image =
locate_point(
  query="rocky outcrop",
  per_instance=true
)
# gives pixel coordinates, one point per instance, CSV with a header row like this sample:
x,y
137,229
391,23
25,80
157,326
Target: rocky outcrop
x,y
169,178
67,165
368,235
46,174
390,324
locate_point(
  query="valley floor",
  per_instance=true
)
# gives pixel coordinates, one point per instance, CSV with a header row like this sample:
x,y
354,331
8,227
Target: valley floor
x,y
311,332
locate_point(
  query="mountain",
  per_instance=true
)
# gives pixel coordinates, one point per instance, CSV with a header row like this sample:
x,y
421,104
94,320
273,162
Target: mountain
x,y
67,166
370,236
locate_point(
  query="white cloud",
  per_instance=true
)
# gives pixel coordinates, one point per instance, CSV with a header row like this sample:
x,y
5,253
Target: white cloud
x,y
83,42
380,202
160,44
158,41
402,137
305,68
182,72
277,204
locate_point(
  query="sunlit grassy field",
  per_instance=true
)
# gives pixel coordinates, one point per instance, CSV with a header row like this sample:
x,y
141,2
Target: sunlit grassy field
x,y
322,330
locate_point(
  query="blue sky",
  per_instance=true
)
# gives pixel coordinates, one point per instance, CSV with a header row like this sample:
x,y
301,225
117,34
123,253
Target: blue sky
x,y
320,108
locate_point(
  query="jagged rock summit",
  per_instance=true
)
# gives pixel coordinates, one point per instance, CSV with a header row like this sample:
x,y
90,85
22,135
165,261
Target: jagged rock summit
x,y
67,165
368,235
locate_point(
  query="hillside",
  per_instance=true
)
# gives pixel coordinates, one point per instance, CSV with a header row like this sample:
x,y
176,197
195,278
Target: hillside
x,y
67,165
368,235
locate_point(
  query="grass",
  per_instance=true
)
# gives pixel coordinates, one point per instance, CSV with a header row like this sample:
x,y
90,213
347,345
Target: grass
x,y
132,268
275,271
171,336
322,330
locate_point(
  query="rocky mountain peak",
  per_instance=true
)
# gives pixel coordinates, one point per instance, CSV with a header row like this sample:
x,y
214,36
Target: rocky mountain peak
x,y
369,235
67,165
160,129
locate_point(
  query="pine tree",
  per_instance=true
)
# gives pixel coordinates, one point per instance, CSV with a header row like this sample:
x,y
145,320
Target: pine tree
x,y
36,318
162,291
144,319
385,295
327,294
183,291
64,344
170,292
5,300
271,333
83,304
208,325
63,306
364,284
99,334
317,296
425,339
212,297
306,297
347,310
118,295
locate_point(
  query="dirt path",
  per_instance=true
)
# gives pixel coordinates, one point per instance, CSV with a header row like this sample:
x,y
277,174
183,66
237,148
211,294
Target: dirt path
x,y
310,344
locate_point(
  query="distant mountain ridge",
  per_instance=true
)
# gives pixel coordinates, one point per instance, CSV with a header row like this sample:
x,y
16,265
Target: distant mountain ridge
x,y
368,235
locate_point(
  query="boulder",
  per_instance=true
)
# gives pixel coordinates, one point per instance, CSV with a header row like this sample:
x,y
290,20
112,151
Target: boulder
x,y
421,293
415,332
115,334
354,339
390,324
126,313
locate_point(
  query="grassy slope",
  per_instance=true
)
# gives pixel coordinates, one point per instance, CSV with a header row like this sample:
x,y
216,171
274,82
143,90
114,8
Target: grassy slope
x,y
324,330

########

» **What needs to be done**:
Quote the listing in full, please, keeping every line exact.

» **Task result**:
image =
locate_point(
  query="rocky outcrop",
  per_instance=true
)
# gives pixel coordinates, one point per instance, CSV with a header row like this sample:
x,y
137,229
391,23
25,80
157,326
Target: rocky outcrop
x,y
169,178
67,165
368,235
46,174
390,324
locate_point(
  query="valley floor",
  per_instance=true
)
# gives pixel coordinates, one point per instance, CSV with a header row like this sample:
x,y
354,331
8,227
Target: valley floor
x,y
311,332
locate_point(
  query="mountain",
  per_instance=true
)
# gives pixel coordinates, one point per instance, CSV with a header row like this sample:
x,y
421,104
94,320
273,162
Target: mountain
x,y
67,166
370,236
locate_point(
  query="white cloud",
  per_instance=true
)
# gives pixel coordinates, one point per instance, CSV with a header row like this sample:
x,y
5,253
Target: white cloud
x,y
83,42
380,202
160,44
158,41
402,137
305,68
182,72
277,204
locate_point(
  query="sunlit grassy field",
  per_instance=true
)
# gives pixel coordinates, one point per instance, CSV with a header row like this sample:
x,y
141,2
Target: sunlit grassy field
x,y
322,330
locate_point(
  query="blue sky",
  per_instance=true
)
# gives pixel coordinates, one point per instance, CSV with a header row like this sample:
x,y
301,225
117,34
123,253
Target: blue sky
x,y
320,108
locate_point(
  query="jagged rock summit",
  per_instance=true
)
# gives pixel coordinates, one point per instance, CSV with a header row like this sample:
x,y
90,85
22,135
165,261
Target: jagged rock summit
x,y
67,165
368,235
locate_point(
  query="hillside",
  per_instance=true
)
# gives pixel coordinates, one point per instance, CSV with a header row like this sample:
x,y
176,197
195,278
Target: hillside
x,y
67,165
368,235
locate_point(
  query="grass",
  per_instance=true
)
# gives pixel coordinates, one point per instance, CSV with a header row like this sample:
x,y
90,213
347,345
Target: grass
x,y
132,268
275,271
171,336
322,330
locate_point(
  query="rocky mountain peak",
  per_instance=true
)
# gives pixel coordinates, one point per instance, CSV with a header row like this sample:
x,y
214,36
Target: rocky mountain peak
x,y
369,235
67,165
160,129
locate_point(
  query="pine tree",
  per_instance=true
)
# gives pixel coordinates, one point per instance, CSV with a header row like this sample:
x,y
145,320
Target: pine tree
x,y
36,318
162,291
144,319
385,295
327,294
183,291
64,344
170,292
5,300
271,333
83,304
208,325
63,306
364,284
99,334
317,296
425,339
212,297
306,297
347,310
118,295
locate_point(
  query="dirt path",
  per_instance=true
)
# gives pixel coordinates, one point per instance, CSV with a header row like this sample:
x,y
277,174
183,66
237,148
211,294
Target: dirt path
x,y
310,344
locate_point(
  query="distant mountain ridge",
  per_instance=true
)
# gives pixel coordinates, one point per instance, CSV with a header row like this sample:
x,y
16,265
Target: distant mountain ridge
x,y
368,235
locate_point(
  query="boulder",
  per_instance=true
)
# gives pixel coordinates, one point per instance, CSV with a header row like this sample:
x,y
290,20
112,151
Target: boulder
x,y
421,293
415,332
115,334
354,339
390,324
126,313
locate_point(
  query="grassy slope",
  per_instance=true
)
# gives pixel coordinates, one point per instance, CSV with a header row like this sample:
x,y
216,171
274,82
143,90
114,8
Target: grassy slope
x,y
324,330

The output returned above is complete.